____ THE RECORDS

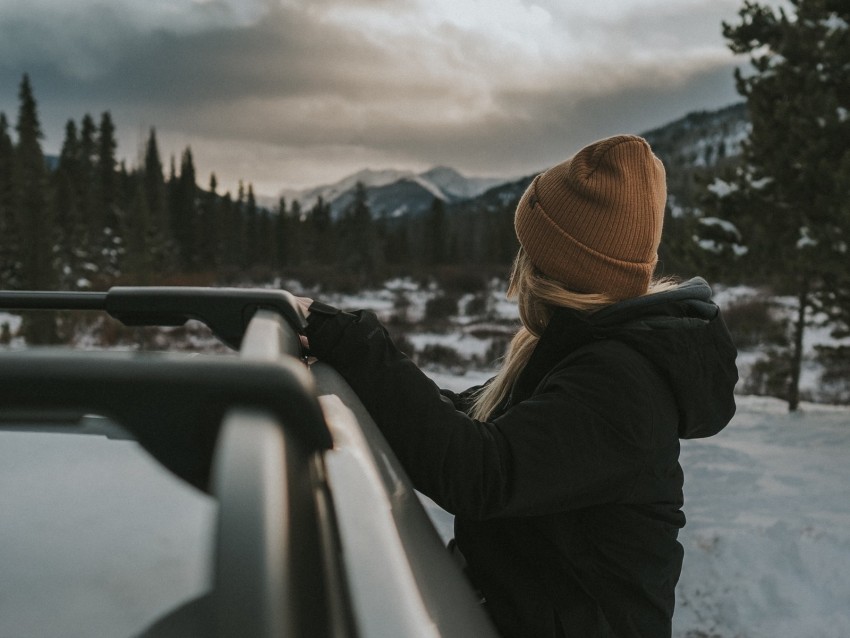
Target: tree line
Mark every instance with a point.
(86, 221)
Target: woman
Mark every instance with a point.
(562, 472)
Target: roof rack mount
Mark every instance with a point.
(226, 311)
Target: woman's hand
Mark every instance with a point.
(304, 304)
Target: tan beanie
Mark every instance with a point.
(594, 222)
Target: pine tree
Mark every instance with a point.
(184, 211)
(72, 229)
(10, 227)
(160, 243)
(112, 240)
(798, 97)
(30, 202)
(208, 232)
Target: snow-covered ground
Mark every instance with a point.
(767, 542)
(94, 536)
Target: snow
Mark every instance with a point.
(98, 540)
(767, 542)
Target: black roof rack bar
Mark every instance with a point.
(172, 406)
(38, 300)
(226, 311)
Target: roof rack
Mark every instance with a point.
(226, 311)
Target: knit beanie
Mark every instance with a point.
(593, 223)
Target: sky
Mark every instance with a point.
(297, 93)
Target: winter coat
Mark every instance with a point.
(567, 501)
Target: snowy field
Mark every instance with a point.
(767, 542)
(97, 540)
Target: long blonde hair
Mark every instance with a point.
(537, 297)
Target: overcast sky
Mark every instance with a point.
(293, 93)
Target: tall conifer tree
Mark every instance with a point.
(30, 177)
(10, 227)
(797, 221)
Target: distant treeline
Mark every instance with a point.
(87, 220)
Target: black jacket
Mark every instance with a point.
(568, 502)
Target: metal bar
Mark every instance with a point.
(50, 300)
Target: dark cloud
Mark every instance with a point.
(297, 78)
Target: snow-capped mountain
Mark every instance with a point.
(393, 193)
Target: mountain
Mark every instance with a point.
(393, 193)
(694, 149)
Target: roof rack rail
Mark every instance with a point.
(226, 311)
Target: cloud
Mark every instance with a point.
(491, 87)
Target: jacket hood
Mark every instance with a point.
(680, 331)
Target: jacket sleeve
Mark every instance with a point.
(561, 449)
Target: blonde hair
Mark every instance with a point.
(537, 297)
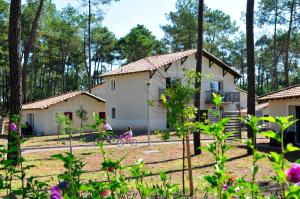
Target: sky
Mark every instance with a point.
(121, 16)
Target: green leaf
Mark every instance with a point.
(163, 176)
(274, 157)
(268, 119)
(259, 155)
(255, 169)
(272, 134)
(290, 148)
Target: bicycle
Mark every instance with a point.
(124, 140)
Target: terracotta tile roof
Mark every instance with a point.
(289, 92)
(154, 62)
(257, 107)
(46, 103)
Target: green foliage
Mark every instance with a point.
(139, 43)
(63, 121)
(181, 32)
(217, 148)
(72, 174)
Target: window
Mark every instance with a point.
(112, 85)
(30, 119)
(113, 113)
(102, 115)
(216, 86)
(69, 114)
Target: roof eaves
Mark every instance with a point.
(264, 97)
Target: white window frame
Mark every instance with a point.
(112, 85)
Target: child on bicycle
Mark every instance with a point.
(128, 134)
(108, 130)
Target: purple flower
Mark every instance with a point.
(293, 174)
(12, 126)
(63, 185)
(55, 194)
(225, 187)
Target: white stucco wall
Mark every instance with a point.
(99, 91)
(129, 99)
(44, 120)
(130, 96)
(281, 108)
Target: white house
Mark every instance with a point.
(283, 103)
(41, 114)
(99, 90)
(126, 90)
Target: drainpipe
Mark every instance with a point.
(148, 110)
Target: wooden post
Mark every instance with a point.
(188, 153)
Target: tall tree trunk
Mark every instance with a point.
(33, 76)
(28, 46)
(287, 44)
(275, 59)
(89, 44)
(183, 167)
(85, 58)
(197, 141)
(189, 160)
(14, 36)
(250, 68)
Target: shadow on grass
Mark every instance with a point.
(84, 137)
(266, 148)
(157, 174)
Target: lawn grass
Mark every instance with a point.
(167, 159)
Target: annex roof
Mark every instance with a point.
(289, 92)
(257, 107)
(46, 103)
(155, 62)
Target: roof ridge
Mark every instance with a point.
(58, 95)
(273, 92)
(160, 60)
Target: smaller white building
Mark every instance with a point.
(40, 115)
(99, 90)
(285, 102)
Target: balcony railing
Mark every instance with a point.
(228, 97)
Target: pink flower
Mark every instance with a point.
(225, 187)
(293, 174)
(105, 193)
(55, 194)
(12, 126)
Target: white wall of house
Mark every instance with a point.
(282, 107)
(129, 99)
(130, 95)
(44, 120)
(99, 90)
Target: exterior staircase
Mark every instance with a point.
(234, 125)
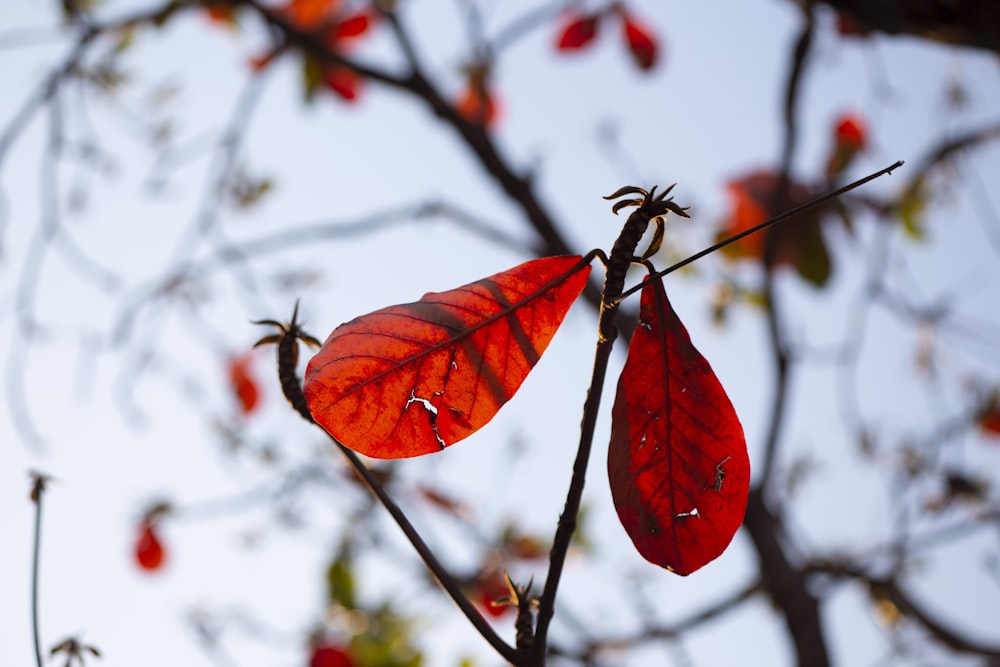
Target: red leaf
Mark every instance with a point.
(989, 416)
(345, 82)
(242, 382)
(149, 551)
(849, 138)
(678, 460)
(848, 26)
(577, 32)
(351, 27)
(222, 14)
(330, 656)
(415, 378)
(640, 41)
(762, 194)
(477, 105)
(491, 587)
(850, 131)
(306, 14)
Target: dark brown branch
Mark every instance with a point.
(889, 589)
(786, 583)
(972, 23)
(519, 188)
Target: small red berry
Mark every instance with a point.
(149, 551)
(330, 656)
(640, 41)
(577, 32)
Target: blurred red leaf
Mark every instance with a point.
(306, 14)
(490, 587)
(989, 416)
(851, 131)
(577, 31)
(678, 461)
(328, 655)
(850, 136)
(222, 14)
(352, 26)
(640, 41)
(149, 551)
(443, 501)
(848, 26)
(415, 378)
(343, 81)
(242, 382)
(477, 104)
(799, 243)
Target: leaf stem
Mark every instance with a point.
(37, 490)
(791, 213)
(616, 264)
(442, 575)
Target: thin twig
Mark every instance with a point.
(37, 490)
(791, 213)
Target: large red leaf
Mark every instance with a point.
(415, 378)
(678, 460)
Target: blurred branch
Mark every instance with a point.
(658, 632)
(972, 23)
(889, 589)
(519, 188)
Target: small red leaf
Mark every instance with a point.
(490, 587)
(330, 656)
(345, 82)
(850, 136)
(848, 26)
(351, 27)
(477, 105)
(678, 460)
(306, 14)
(989, 416)
(577, 32)
(640, 41)
(149, 551)
(242, 382)
(415, 378)
(850, 131)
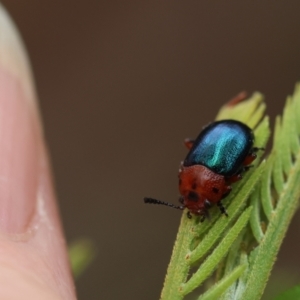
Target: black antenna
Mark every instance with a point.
(155, 201)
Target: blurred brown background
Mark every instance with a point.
(121, 84)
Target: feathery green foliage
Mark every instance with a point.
(240, 250)
(82, 253)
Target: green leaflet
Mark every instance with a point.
(242, 248)
(82, 253)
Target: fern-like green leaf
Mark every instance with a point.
(82, 253)
(242, 248)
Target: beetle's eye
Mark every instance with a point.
(215, 190)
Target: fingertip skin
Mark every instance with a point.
(33, 256)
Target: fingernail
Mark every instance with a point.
(19, 133)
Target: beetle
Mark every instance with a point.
(218, 157)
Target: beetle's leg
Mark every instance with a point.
(229, 188)
(181, 199)
(189, 143)
(237, 99)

________

YOUR ASSIGNMENT: With the pictures removed, set down every line of the listing above exactly.

OUTPUT FOR THIS EXERCISE:
Target: tree line
Mark every instance with a point.
(86, 221)
Target: woman
Mark every instance with a point.
(562, 472)
Target: roof rack mount
Mark every instance with a point.
(226, 311)
Target: woman's hand
Mark every instance with a point.
(304, 304)
Target: tan beanie
Mark every instance with a point.
(594, 222)
Target: pine tree
Mark every instance with a point.
(184, 211)
(72, 229)
(10, 227)
(160, 243)
(112, 240)
(798, 97)
(30, 202)
(208, 232)
Target: snow-covered ground
Mark every instance with a point.
(767, 542)
(94, 536)
Target: snow
Mark every instance with a point.
(98, 540)
(767, 542)
Target: black roof rack bar
Mark every instance with a point.
(172, 406)
(38, 300)
(226, 311)
Target: roof rack
Mark every instance with a point.
(226, 311)
Target: knit beanie
Mark every instance with a point.
(593, 223)
Target: sky
Mark every instance with a point.
(297, 93)
Target: winter coat
Mark every instance with a point.
(567, 501)
Target: snowy field
Mark every instance with a point.
(767, 542)
(97, 540)
Target: long blonde hair
Mark every instance with a point.
(537, 297)
Target: overcast sky
Mark every instance with a point.
(293, 93)
Target: tall conifer tree
Mark every instance with a point.
(30, 177)
(10, 227)
(797, 221)
Target: distant treeline
Mark every instance with a point.
(87, 220)
Target: black jacket
Mark every instance with a point.
(568, 502)
Target: metal bar
Mark every instance with a point.
(50, 300)
Target: dark cloud
Mark every instance with a point.
(297, 78)
Target: snow-capped mountain
Mark every instance with a point.
(393, 193)
Target: mountain
Mark every instance with a point.
(393, 193)
(694, 149)
Target: roof rack rail
Mark every instance with a point.
(226, 311)
Target: cloud
Mark every instance with a point.
(491, 87)
Target: jacket hood
Mark every instance with a point.
(680, 331)
Target: jacket sleeve
Mark every instance with a point.
(561, 449)
Target: blonde hair
Mark every instance with a point.
(537, 297)
Target: sky
Mark every instance with a point.
(121, 16)
Target: green leaf
Mark every instance with a point.
(163, 176)
(274, 157)
(268, 119)
(259, 155)
(255, 169)
(272, 134)
(290, 148)
Target: bicycle
Mark every instance with a point.
(124, 140)
Target: terracotta tile roof
Mark every instance with a point.
(289, 92)
(154, 62)
(257, 107)
(46, 103)
Target: green foliage
Mark every instance with a point.
(139, 43)
(63, 121)
(181, 32)
(217, 148)
(72, 174)
Target: window
Mark every instance with a point.
(112, 85)
(30, 119)
(113, 113)
(102, 115)
(216, 86)
(69, 114)
Target: roof eaves
Mark every instance with a point.
(264, 97)
Target: white window frame
Mark every instance with a point.
(112, 85)
Target: child on bicycle
Mark every instance with a point.
(128, 134)
(108, 130)
Target: purple flower
Mark every instance with a point.
(293, 174)
(12, 126)
(63, 185)
(55, 194)
(225, 187)
Target: white stucco wall
Mark every instance with a point.
(99, 91)
(129, 99)
(44, 120)
(130, 96)
(281, 108)
Target: white house
Mark every instance with a point.
(283, 103)
(41, 114)
(99, 90)
(126, 90)
Target: drainpipe
Mark every instance with a point.
(148, 110)
Target: wooden post
Mark every instance with a point.
(188, 153)
Target: tall tree trunk
Mark every instance with a point.
(33, 76)
(28, 46)
(287, 44)
(275, 59)
(89, 44)
(183, 167)
(85, 58)
(197, 141)
(189, 160)
(14, 36)
(250, 68)
Target: shadow on grass
Mark every instance with a point.
(84, 137)
(266, 148)
(157, 174)
Target: lawn grass
Mark every instance with a point.
(167, 159)
Target: annex roof
Mark every instance with a point.
(289, 92)
(257, 107)
(46, 103)
(155, 62)
Target: roof ridge
Mark every instance with a point.
(58, 95)
(273, 92)
(160, 60)
Target: smaller white building
Mark every instance with a point.
(40, 115)
(99, 90)
(285, 102)
Target: balcony railing
Mark every instance with a point.
(228, 97)
Target: pink flower
Mark every instance with a point.
(225, 187)
(293, 174)
(105, 193)
(55, 194)
(12, 126)
Target: white wall of house
Mark every instance with a point.
(282, 107)
(129, 99)
(130, 95)
(44, 120)
(99, 90)
Target: exterior staircase
Mark every instance with a point.
(234, 125)
Target: red leaf
Mark every instance with a point.
(989, 416)
(345, 82)
(242, 382)
(149, 551)
(849, 138)
(678, 460)
(848, 26)
(577, 32)
(351, 27)
(222, 14)
(330, 656)
(415, 378)
(640, 41)
(762, 194)
(477, 105)
(491, 587)
(850, 131)
(306, 14)
Target: dark brown branch
Mark every instance with a point.
(889, 589)
(786, 583)
(972, 23)
(519, 188)
Target: small red berry
Mark every instance with a point.
(149, 551)
(330, 656)
(640, 41)
(577, 32)
Target: blurred red leaf
Mark every instance with a point.
(306, 14)
(490, 587)
(989, 416)
(851, 131)
(577, 31)
(678, 461)
(328, 655)
(850, 136)
(222, 14)
(352, 26)
(640, 41)
(149, 551)
(443, 501)
(848, 26)
(415, 378)
(343, 81)
(242, 382)
(477, 104)
(799, 243)
Target: leaf stem
Mark every instance with a point.
(37, 490)
(791, 213)
(616, 264)
(442, 575)
Target: thin twig
Mark every instance with a point.
(37, 490)
(791, 213)
Target: large red leaf
Mark every instance with a point.
(415, 378)
(678, 460)
Target: blurred branch
Mark every instance with a point.
(658, 632)
(972, 23)
(889, 589)
(519, 188)
Target: small red leaf
Mark every instance with a point.
(490, 587)
(330, 656)
(345, 82)
(850, 136)
(848, 26)
(351, 27)
(477, 105)
(678, 460)
(306, 14)
(989, 416)
(577, 32)
(640, 41)
(149, 551)
(242, 382)
(415, 378)
(850, 131)
Target: black antenna
Mark every instance with a point.
(155, 201)
Target: blurred brown background
Mark every instance with a point.
(121, 84)
Target: feathery green foliage
Mark every instance with a point.
(240, 250)
(82, 253)
Target: green leaflet
Mark every instance with a point.
(242, 248)
(82, 253)
Target: fern-like green leaf
Mark every instance with a point.
(82, 253)
(242, 248)
Target: beetle's eye
Mark every instance with a point.
(215, 190)
Target: fingertip skin
Mark every instance with a point.
(33, 256)
Target: fingernail
Mark every instance with a point.
(19, 133)
Target: beetle
Mark every instance with a point.
(218, 157)
Target: beetle's leg
Mark every instance with a point.
(229, 188)
(181, 199)
(189, 143)
(237, 99)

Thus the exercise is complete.